### What this task involves:
Return every record below exactly as written.

**** Given information

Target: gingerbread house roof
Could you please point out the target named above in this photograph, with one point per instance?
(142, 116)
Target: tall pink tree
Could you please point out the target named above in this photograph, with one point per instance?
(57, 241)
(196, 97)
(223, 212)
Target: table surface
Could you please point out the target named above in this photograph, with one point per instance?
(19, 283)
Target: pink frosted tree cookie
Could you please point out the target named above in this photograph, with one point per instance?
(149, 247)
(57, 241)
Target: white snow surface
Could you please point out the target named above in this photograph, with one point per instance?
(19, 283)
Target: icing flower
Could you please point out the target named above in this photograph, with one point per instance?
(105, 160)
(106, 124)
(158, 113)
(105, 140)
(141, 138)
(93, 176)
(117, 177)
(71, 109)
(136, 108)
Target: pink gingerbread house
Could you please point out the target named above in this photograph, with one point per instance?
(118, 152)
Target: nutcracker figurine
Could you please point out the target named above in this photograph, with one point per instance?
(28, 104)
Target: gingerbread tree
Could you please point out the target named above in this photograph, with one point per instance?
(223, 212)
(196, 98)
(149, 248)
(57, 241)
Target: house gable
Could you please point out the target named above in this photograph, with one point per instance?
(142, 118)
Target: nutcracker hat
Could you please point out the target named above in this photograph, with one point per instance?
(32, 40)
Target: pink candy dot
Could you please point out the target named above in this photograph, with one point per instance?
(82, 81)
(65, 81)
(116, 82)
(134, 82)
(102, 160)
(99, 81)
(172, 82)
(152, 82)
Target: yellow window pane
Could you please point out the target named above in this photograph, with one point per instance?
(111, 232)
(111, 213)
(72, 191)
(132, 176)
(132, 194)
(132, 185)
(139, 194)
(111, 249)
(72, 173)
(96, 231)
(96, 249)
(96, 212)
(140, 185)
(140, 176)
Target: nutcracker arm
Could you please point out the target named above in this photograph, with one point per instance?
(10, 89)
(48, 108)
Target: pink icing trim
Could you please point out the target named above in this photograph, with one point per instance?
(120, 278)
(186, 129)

********

### Result:
Target: gingerbread house roof
Could you please point out the target named above in this photograph, with one point per instance?
(142, 116)
Target: tall pink tree
Could you please point out the target named above in this photograph, with one point per instance?
(57, 241)
(196, 97)
(223, 212)
Target: table surface
Could you please point out the target named above in this photograph, with one point per instance?
(19, 283)
Target: pink frosted tree cookie
Could you please point out the target named above in this photograph, with one point per instance?
(149, 247)
(57, 241)
Target: white snow surface
Could you please point out the target named above in this photograph, with one point per instance?
(19, 283)
Target: icing flower
Could you please point out the target named above in this photograph, with one point per instance?
(105, 160)
(106, 124)
(158, 113)
(105, 140)
(141, 138)
(93, 176)
(117, 177)
(71, 109)
(136, 108)
Target: pink gingerbread house
Could you please point out the target named above in this photograph, with one point per instance?
(118, 152)
Target: nutcracker figurine
Could you please point out the target named above in this photograph, with one point per instance?
(28, 104)
Target: gingerbread tree
Could you please point out the target named above in this photograph, with one point per instance?
(223, 212)
(196, 98)
(149, 248)
(57, 241)
Target: house gable
Could you please point out the target named above in this photograph, with one point per instance?
(142, 118)
Target: nutcracker hat
Could you please point out the target named above in this photograph, with one point per instance?
(32, 40)
Target: pink candy dot
Could you please point out the target named above in this photograph, with one point per instance?
(82, 81)
(65, 81)
(116, 82)
(134, 82)
(102, 160)
(99, 81)
(172, 82)
(152, 82)
Target: yellow window pane
Could you please point out the target named above in this photograph, with one point per instance?
(111, 232)
(111, 213)
(72, 191)
(132, 176)
(132, 194)
(132, 185)
(139, 194)
(111, 249)
(72, 173)
(96, 231)
(96, 249)
(96, 212)
(140, 185)
(140, 176)
Target: nutcracker arm
Could you please point out the target named above in this photograph, with one point per instance?
(10, 89)
(48, 108)
Target: pink icing trim
Could you please point out the target named above in this photograph, with one point per instance?
(120, 278)
(186, 129)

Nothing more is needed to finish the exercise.